## begin Record list
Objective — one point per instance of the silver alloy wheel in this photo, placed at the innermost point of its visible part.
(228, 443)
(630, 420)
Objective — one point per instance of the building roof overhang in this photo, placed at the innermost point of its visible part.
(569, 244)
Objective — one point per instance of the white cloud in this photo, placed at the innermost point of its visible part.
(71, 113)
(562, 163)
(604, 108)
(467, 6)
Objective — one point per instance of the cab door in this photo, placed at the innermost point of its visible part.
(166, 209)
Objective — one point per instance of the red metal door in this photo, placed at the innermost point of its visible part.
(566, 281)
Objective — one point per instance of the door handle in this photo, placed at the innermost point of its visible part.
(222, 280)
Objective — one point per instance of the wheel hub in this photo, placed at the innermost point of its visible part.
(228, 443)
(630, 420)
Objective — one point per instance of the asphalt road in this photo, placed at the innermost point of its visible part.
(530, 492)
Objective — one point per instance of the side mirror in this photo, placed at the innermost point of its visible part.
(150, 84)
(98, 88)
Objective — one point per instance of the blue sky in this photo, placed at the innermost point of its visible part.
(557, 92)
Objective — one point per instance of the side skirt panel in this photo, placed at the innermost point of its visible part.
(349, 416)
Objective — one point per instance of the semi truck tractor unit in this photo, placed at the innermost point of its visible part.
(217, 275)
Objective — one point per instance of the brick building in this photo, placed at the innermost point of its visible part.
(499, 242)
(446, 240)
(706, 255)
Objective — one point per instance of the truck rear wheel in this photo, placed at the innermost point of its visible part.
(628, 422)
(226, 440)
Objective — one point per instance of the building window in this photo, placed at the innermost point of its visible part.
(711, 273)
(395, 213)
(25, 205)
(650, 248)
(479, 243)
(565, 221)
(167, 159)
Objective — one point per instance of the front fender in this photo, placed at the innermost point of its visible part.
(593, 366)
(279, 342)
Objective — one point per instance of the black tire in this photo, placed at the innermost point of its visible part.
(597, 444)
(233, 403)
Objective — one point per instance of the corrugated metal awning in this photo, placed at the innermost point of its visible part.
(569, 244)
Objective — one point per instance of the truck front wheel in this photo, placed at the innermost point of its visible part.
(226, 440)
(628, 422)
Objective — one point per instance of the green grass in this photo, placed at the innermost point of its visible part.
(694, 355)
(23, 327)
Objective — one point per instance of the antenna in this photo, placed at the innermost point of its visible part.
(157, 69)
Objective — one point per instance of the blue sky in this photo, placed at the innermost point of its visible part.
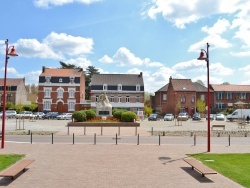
(160, 38)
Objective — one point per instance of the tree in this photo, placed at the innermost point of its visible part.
(200, 105)
(90, 70)
(200, 82)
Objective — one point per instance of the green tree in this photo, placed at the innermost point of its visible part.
(200, 105)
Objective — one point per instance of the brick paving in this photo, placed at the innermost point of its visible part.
(110, 165)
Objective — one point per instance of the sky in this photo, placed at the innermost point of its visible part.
(160, 38)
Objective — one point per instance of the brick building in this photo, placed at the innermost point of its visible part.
(15, 90)
(61, 90)
(125, 91)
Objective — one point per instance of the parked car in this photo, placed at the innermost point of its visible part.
(196, 116)
(51, 115)
(154, 117)
(39, 115)
(24, 114)
(182, 116)
(168, 117)
(220, 117)
(64, 116)
(9, 113)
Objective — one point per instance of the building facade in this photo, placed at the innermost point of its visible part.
(124, 91)
(61, 90)
(15, 90)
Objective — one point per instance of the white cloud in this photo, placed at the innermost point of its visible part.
(106, 59)
(80, 62)
(48, 3)
(215, 41)
(54, 46)
(219, 69)
(182, 12)
(218, 28)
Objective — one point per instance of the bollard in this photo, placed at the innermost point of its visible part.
(116, 138)
(95, 139)
(194, 140)
(159, 140)
(31, 137)
(52, 139)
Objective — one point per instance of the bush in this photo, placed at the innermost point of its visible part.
(128, 116)
(90, 114)
(79, 116)
(118, 114)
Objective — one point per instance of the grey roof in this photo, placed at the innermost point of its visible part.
(115, 79)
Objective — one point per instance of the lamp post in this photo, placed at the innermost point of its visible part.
(205, 56)
(11, 53)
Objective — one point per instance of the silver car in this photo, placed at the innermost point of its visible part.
(169, 117)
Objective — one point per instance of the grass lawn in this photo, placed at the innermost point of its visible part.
(234, 166)
(7, 160)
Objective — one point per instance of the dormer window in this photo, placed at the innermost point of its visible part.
(47, 79)
(105, 87)
(119, 87)
(138, 87)
(72, 80)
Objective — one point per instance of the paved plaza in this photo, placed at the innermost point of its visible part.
(111, 165)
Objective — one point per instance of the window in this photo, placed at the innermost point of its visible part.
(183, 99)
(138, 88)
(127, 98)
(47, 105)
(71, 93)
(105, 87)
(71, 106)
(72, 80)
(119, 99)
(111, 98)
(60, 93)
(119, 87)
(164, 97)
(193, 99)
(229, 95)
(47, 92)
(47, 79)
(219, 95)
(243, 96)
(137, 98)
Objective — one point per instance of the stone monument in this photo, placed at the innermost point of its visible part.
(103, 107)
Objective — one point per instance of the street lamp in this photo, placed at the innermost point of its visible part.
(205, 56)
(11, 53)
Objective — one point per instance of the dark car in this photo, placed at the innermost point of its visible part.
(154, 117)
(51, 115)
(196, 116)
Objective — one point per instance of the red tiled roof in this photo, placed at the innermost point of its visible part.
(183, 85)
(61, 72)
(11, 81)
(240, 88)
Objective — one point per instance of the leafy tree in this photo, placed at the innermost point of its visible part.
(200, 82)
(201, 106)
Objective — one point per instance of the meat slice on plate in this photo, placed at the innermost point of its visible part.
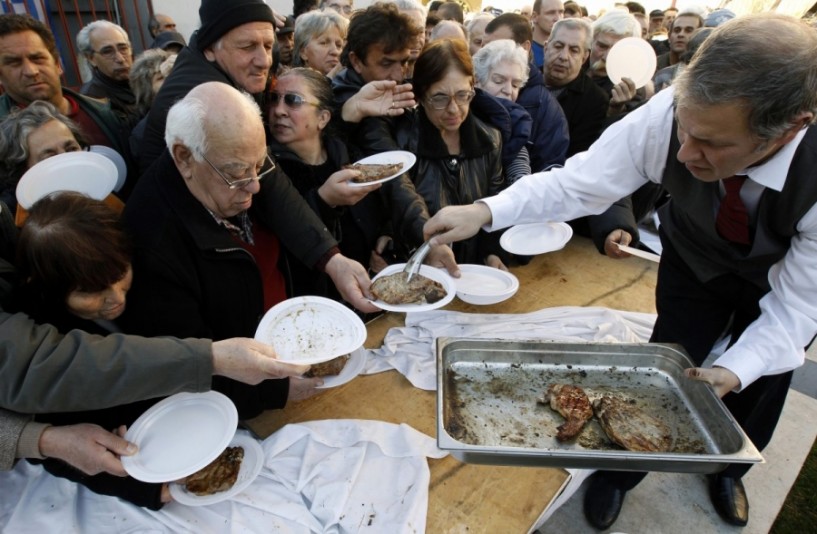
(631, 427)
(572, 403)
(393, 289)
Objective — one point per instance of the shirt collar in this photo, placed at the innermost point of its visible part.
(772, 174)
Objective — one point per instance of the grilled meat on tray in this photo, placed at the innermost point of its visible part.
(630, 426)
(572, 403)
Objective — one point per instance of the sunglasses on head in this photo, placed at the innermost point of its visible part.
(291, 100)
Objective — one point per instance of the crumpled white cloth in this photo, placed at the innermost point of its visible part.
(330, 476)
(411, 349)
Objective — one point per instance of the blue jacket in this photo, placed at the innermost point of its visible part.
(549, 139)
(511, 119)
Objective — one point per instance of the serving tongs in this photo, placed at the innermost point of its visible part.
(413, 264)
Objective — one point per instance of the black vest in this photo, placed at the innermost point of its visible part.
(688, 218)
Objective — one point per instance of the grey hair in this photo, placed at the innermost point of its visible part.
(84, 35)
(84, 44)
(576, 24)
(496, 52)
(410, 5)
(187, 120)
(312, 24)
(14, 132)
(141, 76)
(442, 25)
(617, 22)
(767, 63)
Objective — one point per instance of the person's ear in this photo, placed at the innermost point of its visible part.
(183, 158)
(355, 62)
(323, 118)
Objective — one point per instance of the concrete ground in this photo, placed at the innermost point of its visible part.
(673, 503)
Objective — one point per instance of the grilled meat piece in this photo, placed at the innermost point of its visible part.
(331, 368)
(370, 172)
(630, 426)
(572, 403)
(393, 289)
(219, 475)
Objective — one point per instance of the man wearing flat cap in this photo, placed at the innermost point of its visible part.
(233, 46)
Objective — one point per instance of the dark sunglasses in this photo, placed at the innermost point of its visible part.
(291, 100)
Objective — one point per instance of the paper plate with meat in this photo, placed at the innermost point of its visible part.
(429, 289)
(224, 477)
(381, 167)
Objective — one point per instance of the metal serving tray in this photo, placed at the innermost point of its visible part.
(487, 409)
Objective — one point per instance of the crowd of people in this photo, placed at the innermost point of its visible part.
(237, 197)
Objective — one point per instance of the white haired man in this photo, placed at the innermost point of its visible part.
(735, 148)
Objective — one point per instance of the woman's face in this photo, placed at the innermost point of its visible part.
(107, 304)
(452, 86)
(504, 81)
(322, 52)
(292, 123)
(48, 140)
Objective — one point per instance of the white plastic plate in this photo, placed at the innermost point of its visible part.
(180, 435)
(84, 172)
(634, 58)
(386, 158)
(250, 467)
(480, 284)
(308, 330)
(354, 365)
(536, 238)
(117, 159)
(438, 275)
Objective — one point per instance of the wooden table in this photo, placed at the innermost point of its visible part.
(479, 498)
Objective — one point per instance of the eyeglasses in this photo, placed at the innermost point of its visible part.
(443, 101)
(291, 100)
(110, 51)
(340, 9)
(268, 167)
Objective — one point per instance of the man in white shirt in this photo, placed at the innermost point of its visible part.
(748, 271)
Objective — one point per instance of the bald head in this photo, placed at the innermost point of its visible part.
(210, 113)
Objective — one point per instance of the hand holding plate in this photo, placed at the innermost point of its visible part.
(250, 361)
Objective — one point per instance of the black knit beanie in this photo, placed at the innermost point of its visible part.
(220, 16)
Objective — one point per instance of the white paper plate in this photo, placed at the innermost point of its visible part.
(355, 364)
(84, 172)
(311, 330)
(395, 156)
(480, 284)
(640, 253)
(117, 159)
(536, 238)
(631, 57)
(250, 467)
(180, 435)
(438, 275)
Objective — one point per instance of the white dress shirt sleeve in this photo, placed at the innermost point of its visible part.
(774, 343)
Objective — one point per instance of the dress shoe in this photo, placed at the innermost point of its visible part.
(729, 498)
(602, 503)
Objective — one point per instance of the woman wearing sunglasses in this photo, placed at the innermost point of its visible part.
(459, 157)
(299, 114)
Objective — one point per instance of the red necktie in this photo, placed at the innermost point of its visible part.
(733, 219)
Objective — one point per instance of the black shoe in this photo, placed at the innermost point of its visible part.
(729, 498)
(602, 503)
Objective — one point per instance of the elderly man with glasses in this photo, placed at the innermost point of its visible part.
(106, 48)
(206, 262)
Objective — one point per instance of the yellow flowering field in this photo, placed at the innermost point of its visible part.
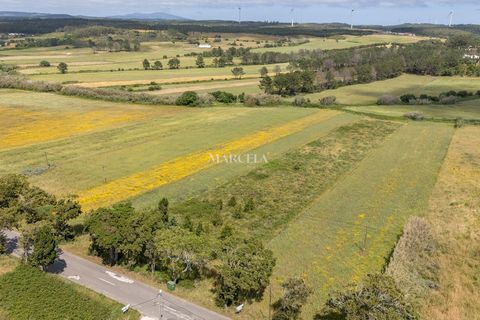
(22, 127)
(353, 227)
(181, 167)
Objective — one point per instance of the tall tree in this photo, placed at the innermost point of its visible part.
(62, 67)
(45, 247)
(200, 61)
(295, 294)
(245, 272)
(146, 64)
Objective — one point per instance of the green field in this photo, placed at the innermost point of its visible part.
(89, 157)
(368, 94)
(349, 41)
(27, 293)
(469, 110)
(393, 183)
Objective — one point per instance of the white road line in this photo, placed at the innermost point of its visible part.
(113, 284)
(119, 278)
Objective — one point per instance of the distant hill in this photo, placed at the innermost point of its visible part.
(148, 16)
(23, 15)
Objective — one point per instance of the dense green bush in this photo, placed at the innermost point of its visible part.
(413, 264)
(388, 100)
(376, 297)
(28, 293)
(188, 98)
(414, 115)
(224, 97)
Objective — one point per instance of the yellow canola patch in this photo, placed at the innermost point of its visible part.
(181, 167)
(26, 127)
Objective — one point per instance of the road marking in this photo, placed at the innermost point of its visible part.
(113, 284)
(119, 278)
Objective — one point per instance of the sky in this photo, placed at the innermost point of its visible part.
(386, 12)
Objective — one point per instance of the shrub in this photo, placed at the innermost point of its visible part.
(413, 264)
(188, 98)
(261, 99)
(44, 63)
(326, 101)
(298, 101)
(414, 115)
(407, 97)
(224, 97)
(154, 87)
(388, 100)
(377, 297)
(463, 94)
(448, 100)
(459, 122)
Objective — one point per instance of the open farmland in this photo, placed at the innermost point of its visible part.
(106, 79)
(453, 214)
(373, 201)
(469, 110)
(368, 94)
(343, 42)
(27, 293)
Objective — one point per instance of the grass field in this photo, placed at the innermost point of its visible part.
(453, 215)
(368, 94)
(27, 293)
(185, 165)
(393, 183)
(28, 117)
(104, 79)
(83, 160)
(469, 110)
(349, 42)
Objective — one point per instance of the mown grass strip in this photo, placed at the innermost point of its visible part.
(28, 293)
(184, 166)
(351, 229)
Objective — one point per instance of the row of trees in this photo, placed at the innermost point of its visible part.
(182, 249)
(42, 219)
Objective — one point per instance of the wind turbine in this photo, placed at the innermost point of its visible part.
## end Record list
Give back exactly the lines from the line containing "Objective — one point per instance of the shrub" to the end of the entries, and no other lines.

◆ Response to the exercise:
Objective — one point per instance of the shrub in this photo, placed at the innermost point of its visible part.
(413, 264)
(188, 98)
(261, 99)
(44, 63)
(326, 101)
(298, 101)
(414, 115)
(407, 97)
(224, 97)
(154, 87)
(388, 100)
(377, 297)
(463, 94)
(448, 100)
(459, 122)
Objective — one point per instance of the open farmland in this photo, placed at the innermost point of its visible part.
(106, 79)
(453, 214)
(373, 201)
(469, 110)
(368, 94)
(343, 42)
(27, 293)
Objective — one point per instance of the grass field in this photo, placed at the innermost point of its visible part.
(453, 215)
(368, 94)
(27, 293)
(185, 165)
(393, 183)
(28, 117)
(104, 79)
(83, 160)
(469, 110)
(349, 42)
Objective — one point per instance of the mown grass strip in this photo, placed at the innermost point of its visible part.
(28, 293)
(184, 166)
(351, 229)
Objective — one point per instance of the row of trees in this photo, placed at the innermost point of its visible part.
(182, 249)
(42, 219)
Objective — one point per instance of the wind turbine in this photo, placed at the innermost point of its visible part.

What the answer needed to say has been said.